# Problem statement
When you reach the records below, output every one exactly as written but leave out any pictures.

Photo-based referring expression data:
:::::

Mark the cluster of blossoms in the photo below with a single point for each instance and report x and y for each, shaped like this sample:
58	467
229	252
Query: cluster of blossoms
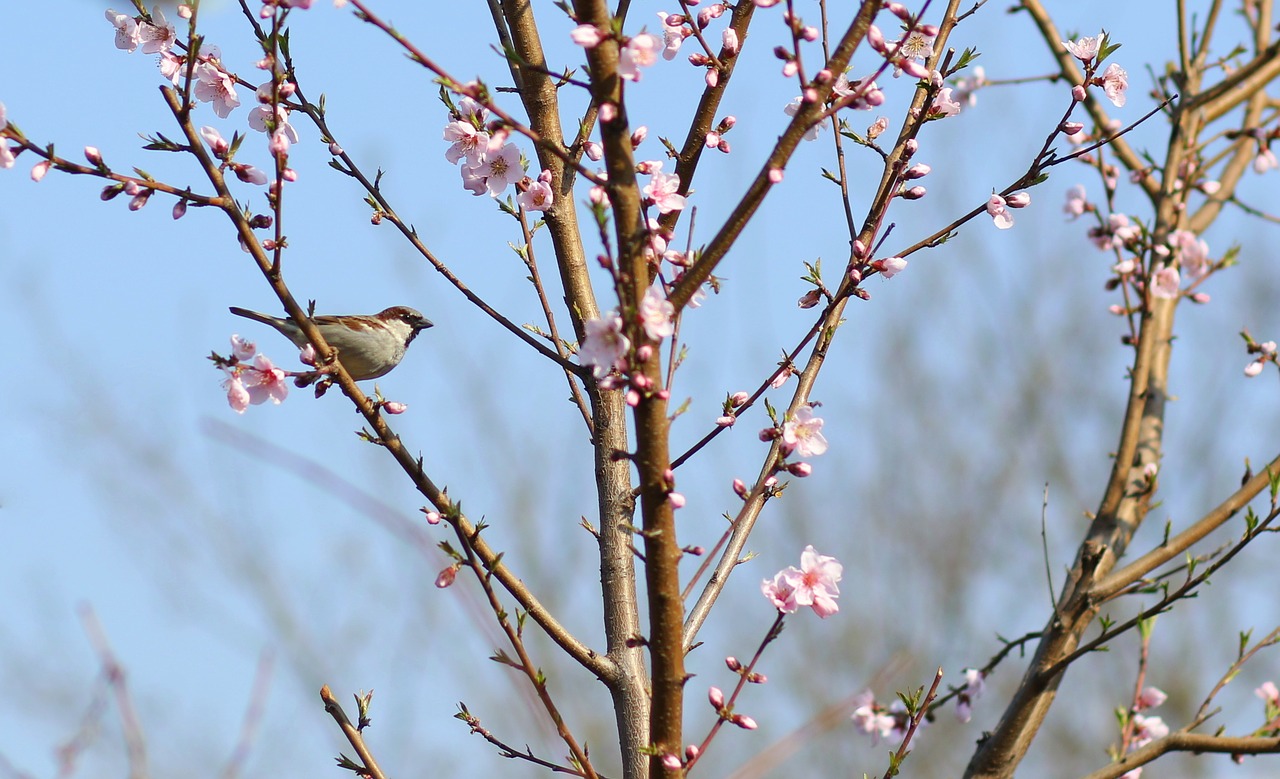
489	164
1114	81
606	347
814	585
251	377
1141	729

:::::

# Result of this exercise
Mark the cluster of blossoms in the photo below with a single point for each instance and report x and y for each, shaped like this sample:
58	467
229	252
Query: cluster of blossoms
489	164
1114	81
606	347
814	585
251	377
1141	729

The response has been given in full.